Extrait du document —
■ ■ ■ ■ ■

Les archives françaises du XIXe siècle tranchent la question de la réalité géographique historique du Liban. En effet, la brigade topographique du corps expéditionnaire de Napoléon III établit une carte du Liban, en 1862, y faisant figurer les frontières actuelles. Ce document servit de base à la revendication du patriarche Howayek en 1919. Ce personnage historique était révolutionnaire pour son époque. Rassemblant dans son comité présent à la conférence de la paix à Versailles des Libanais de toutes confessions, il pressentit déjà la menace de l’emprise syrienne et les rêves de certains musulmans libanais de fusionner avec une Syrie arabe.

Nonobstant cette réalité qui aurait pu, légitimement, faire accroître chez l’artisan du Grand Liban une tentation du repli communautaire, le patriarche choisit le Grand Liban pluraliste et multiconfessionnel, à condition qu’il soit indépendant de tout État arabe qui se constituerait en Syrie. Il s’opposa aux accords Clemenceau-Fayçal et obtint, avec ténacité, la déclaration du Grand Liban. Les chrétiens libanais échappent ainsi à la logique minoritaire qui tente les « chrétiens d’Orient ». Et le confessionalisme fut la continuité des deux caïmacamats et de la moutassarrifiya, et non un système parachuté ex nihilo. Il était même la pierre angulaire du vivre-ensemble et une garantie, au siècle dernier, pour les musulmans libanais, comme l’affirme l’éminent historien du Collège de France Henry Laurens.

Le Liban n’est donc pas accident historique et concours de contingences, mais bien une résultante légitime d’un long combat séculaire contre toute forme d’injustice et un creuset pour l’épanouissement des libertés et de la diversité dans un Proche-Orient monochrome. La nation est donc ancienne, mais l’État était nouveau en 1920. Il ne tarda pas à être tiré à hue et à dia par les allégeances aux puissances régionales.

Les rendez-vous manqués avec l’histoire : causes et solutions

Le rêve du Grand Liban vécut un siècle d’or avant qu’il ne sombre dans une période de divisions internes dues aux multiples atteintes à sa souveraineté à partir de 1975, et nous dirions même avant cette année fatidique, avec la signature de l’accord du Caire, en 1969. Inutile de philosopher sur la question libanaise et de l’analyser d’une manière sophistiquée, souvent frôlant une préciosité loin de la réalité. Il suffit d’identifier les maux pour trouver les remèdes ; sinon tout autre discours sur les causes de l’échec du modèle libanais ne serait que cautère sur jambe de bois.

■ ■ ■ ■ ■

Données fournies —
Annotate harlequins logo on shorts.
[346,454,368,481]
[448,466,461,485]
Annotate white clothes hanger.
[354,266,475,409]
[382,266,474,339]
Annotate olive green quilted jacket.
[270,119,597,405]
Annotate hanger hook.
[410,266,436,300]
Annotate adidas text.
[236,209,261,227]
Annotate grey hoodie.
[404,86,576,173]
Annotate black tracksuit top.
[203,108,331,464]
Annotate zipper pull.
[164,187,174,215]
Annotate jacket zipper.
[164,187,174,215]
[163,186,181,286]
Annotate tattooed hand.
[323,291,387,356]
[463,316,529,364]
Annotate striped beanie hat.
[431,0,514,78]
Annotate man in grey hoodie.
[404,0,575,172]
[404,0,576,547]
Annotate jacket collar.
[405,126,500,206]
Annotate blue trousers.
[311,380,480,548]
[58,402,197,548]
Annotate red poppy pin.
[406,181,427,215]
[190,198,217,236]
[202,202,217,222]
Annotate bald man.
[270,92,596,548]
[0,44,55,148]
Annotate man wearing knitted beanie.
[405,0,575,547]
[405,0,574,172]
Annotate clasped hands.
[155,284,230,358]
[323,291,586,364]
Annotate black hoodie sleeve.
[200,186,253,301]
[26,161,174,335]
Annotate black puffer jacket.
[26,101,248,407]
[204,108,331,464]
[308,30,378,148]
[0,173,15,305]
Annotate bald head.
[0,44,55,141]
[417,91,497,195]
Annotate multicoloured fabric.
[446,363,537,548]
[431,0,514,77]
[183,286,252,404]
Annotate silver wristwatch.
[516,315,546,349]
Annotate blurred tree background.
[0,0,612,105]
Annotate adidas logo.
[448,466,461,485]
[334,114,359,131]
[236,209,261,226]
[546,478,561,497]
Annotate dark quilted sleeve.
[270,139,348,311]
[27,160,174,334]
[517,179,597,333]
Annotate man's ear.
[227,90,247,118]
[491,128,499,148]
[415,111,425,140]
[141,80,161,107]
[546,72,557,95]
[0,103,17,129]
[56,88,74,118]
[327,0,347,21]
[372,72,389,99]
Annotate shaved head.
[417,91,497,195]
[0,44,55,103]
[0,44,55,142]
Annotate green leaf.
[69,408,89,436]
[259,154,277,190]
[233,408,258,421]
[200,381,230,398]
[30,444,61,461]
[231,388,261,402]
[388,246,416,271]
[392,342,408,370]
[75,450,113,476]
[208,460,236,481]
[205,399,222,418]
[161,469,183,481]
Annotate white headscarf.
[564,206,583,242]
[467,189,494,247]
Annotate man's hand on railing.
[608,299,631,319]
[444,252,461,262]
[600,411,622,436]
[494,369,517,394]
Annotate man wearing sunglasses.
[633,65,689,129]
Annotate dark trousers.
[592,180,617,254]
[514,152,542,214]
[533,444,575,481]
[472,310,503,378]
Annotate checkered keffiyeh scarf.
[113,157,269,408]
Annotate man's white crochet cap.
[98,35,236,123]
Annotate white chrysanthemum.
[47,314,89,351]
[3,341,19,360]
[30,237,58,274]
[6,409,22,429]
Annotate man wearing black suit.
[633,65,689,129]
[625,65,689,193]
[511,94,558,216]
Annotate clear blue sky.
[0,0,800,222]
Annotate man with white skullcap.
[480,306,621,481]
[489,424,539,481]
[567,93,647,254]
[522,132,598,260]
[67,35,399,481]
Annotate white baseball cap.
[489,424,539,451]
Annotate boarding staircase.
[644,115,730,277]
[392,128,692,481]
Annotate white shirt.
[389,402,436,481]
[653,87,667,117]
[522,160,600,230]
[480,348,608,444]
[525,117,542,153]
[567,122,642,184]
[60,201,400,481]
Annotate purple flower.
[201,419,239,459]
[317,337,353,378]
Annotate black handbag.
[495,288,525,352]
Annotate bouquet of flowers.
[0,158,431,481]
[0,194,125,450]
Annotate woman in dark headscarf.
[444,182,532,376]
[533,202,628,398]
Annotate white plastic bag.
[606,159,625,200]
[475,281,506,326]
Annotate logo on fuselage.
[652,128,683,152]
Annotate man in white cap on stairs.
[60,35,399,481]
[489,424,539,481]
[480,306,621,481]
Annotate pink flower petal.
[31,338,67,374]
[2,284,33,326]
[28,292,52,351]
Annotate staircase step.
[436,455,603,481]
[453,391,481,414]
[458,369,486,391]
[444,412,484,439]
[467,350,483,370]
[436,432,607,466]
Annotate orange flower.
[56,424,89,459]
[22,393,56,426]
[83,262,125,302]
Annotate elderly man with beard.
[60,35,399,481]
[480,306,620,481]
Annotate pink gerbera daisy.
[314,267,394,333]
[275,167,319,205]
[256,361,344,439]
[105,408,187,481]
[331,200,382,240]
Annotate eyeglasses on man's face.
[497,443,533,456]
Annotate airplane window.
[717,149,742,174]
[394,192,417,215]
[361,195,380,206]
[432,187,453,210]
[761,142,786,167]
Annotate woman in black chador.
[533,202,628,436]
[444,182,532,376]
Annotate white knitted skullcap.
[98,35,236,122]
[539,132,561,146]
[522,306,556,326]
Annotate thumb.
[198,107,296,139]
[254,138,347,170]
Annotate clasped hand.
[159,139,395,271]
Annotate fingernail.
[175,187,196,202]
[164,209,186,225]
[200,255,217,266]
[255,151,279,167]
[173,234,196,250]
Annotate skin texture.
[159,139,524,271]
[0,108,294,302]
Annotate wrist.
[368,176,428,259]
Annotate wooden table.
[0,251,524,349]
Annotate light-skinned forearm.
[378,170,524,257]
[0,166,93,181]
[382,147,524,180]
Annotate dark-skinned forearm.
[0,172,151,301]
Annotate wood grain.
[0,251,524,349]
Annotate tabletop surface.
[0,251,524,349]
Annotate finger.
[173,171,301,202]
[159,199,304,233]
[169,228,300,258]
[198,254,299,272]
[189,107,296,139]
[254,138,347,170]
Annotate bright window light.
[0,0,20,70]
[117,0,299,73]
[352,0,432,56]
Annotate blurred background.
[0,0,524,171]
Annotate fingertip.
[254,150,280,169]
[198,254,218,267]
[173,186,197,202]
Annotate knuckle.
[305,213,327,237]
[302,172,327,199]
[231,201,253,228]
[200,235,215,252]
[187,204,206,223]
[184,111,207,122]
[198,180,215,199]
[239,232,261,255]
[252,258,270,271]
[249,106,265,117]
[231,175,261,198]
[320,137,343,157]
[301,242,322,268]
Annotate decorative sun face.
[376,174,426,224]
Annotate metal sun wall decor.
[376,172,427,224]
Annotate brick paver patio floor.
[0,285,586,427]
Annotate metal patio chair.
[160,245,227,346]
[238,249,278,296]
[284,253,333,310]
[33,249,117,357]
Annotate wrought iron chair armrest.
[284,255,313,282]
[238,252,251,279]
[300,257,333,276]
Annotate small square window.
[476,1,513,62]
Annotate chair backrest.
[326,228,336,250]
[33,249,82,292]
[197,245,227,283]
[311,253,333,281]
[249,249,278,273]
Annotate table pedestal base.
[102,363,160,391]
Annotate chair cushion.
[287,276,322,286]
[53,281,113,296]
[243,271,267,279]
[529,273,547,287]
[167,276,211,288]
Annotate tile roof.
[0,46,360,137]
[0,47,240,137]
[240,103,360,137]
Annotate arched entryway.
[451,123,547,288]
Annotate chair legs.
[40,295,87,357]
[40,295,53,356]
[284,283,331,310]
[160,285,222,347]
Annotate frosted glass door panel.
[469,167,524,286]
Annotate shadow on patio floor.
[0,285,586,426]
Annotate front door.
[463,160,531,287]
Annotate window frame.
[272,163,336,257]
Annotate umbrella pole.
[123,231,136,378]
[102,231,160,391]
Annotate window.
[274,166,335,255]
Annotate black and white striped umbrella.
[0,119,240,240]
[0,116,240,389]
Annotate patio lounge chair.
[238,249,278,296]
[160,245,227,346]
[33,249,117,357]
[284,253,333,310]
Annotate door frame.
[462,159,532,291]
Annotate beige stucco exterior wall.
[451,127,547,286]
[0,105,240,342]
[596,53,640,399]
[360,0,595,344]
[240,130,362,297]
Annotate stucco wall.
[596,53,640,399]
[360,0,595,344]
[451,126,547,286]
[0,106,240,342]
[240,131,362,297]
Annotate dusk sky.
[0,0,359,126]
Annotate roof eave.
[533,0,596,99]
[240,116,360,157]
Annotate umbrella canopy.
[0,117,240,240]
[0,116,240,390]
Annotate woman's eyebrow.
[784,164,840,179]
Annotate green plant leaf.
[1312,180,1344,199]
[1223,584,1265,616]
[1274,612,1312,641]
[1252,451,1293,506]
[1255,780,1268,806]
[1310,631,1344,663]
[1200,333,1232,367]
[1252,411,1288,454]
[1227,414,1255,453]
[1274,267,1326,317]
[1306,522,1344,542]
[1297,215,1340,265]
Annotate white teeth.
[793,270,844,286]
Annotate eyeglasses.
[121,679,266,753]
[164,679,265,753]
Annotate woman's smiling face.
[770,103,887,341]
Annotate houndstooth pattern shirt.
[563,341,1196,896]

■ ■ ■ ■ ■

Vos tâches —
1. D'après l'extrait sur le Liban, pourquoi les archives françaises du XIXe siècle tranchent-elles la question de la réalité géographique historique du pays ? Répondez en une à trois phrases.
2. Relevez toutes les années écrites en chiffres dans l'extrait sur le Liban, dans leur ordre d'apparition.
3. Reprenez l'extrait sur le Liban à la suite de sa dernière phrase et poursuivez-en la rédaction.

Problèmes résolus —
1. Les archives françaises tranchent la question parce qu'en 1862, la brigade topographique du corps expéditionnaire de Napoléon III a établi une carte du Liban. Les frontières actuelles y figurent déjà.

2. 1862, 1919, 1920, 1975, 1969

3.
Concrètement, où réside le mal au Liban ? Il suffit d’en faire l’inventaire. Les armes illégales qui ont commencé à poindre dans les années 50 et le prix cher que le Liban a payé en ne prenant jamais ses distances vis-à-vis du conflit israélo-palestinien ; l’accroissement du soutien des communautés musulmanes à la cause palestinienne qui a fracturé le vivre-ensemble libanais et dressé les communautés les unes contre les autres ; la porosité des frontières libanaises – une faille dans notre souveraineté – face aux assaillants étrangers et l’interventionnisme syrien meurtrier qui a saigné le pays à blanc sur les plans politique, économique et humain ; les arrestations politiques, surveillance orwellienne de la pratique des libertés et enserrement dans un étau sécuritaire de toute vie politique, touchant surtout les chrétiens opposés à l’occupation dans les années 90 et jusqu’à la révolution du Cèdre.

Tout cela n’aurait pas été possible sans la collaboration d’une classe politique véreuse qui a préféré la soumission à l’application de l’ordre de la loi, pilier de la souveraineté, au pays du Cèdre. Se jouxte à ce fléau la montée en puissance du Hezbollah, bras armé du projet khomeyniste duodécimain au Liban. Cette milice, désignée comme terroriste par nombre de pays, d’instances internationales et même par la Ligue arabe, ne cesse de s’implanter d’une manière tentaculaire au Liban en asseyant son règne à maints niveaux : communautaire, militaire, politique, sécuritaire et économique. Sournoisement, il s’est infiltré dans la vie politique à pas feutrés, d’abord par le biais de blocs parlementaires modestes, ensuite en nouant l’alliance faustienne avec le CPL du général Michel Aoun dans le cadre du fameux accord de Mar Mikhaël, bénéficiant ainsi d’une ombrelle de légitimité chrétienne.

Le véritable complot

Depuis, le Hezbollah s’est arrogé le droit de mener la guerre dévastatrice de 2006 contre Israël pour s’offrir une victoire illusoire, mettant sous opium sa communauté. Ensuite, par la terreur, il a envahi Beyrouth en mai 2008 dans un message politique clair : la majorité populaire du 14 Mars, alors uni, n’aura pas raison de nos armes. Le bloc souverainiste du 14 Mars a commencé peu à peu à perdre du lest, à cause de la rétraction des uns et de la tentation du pouvoir pour se préserver politiquement des autres.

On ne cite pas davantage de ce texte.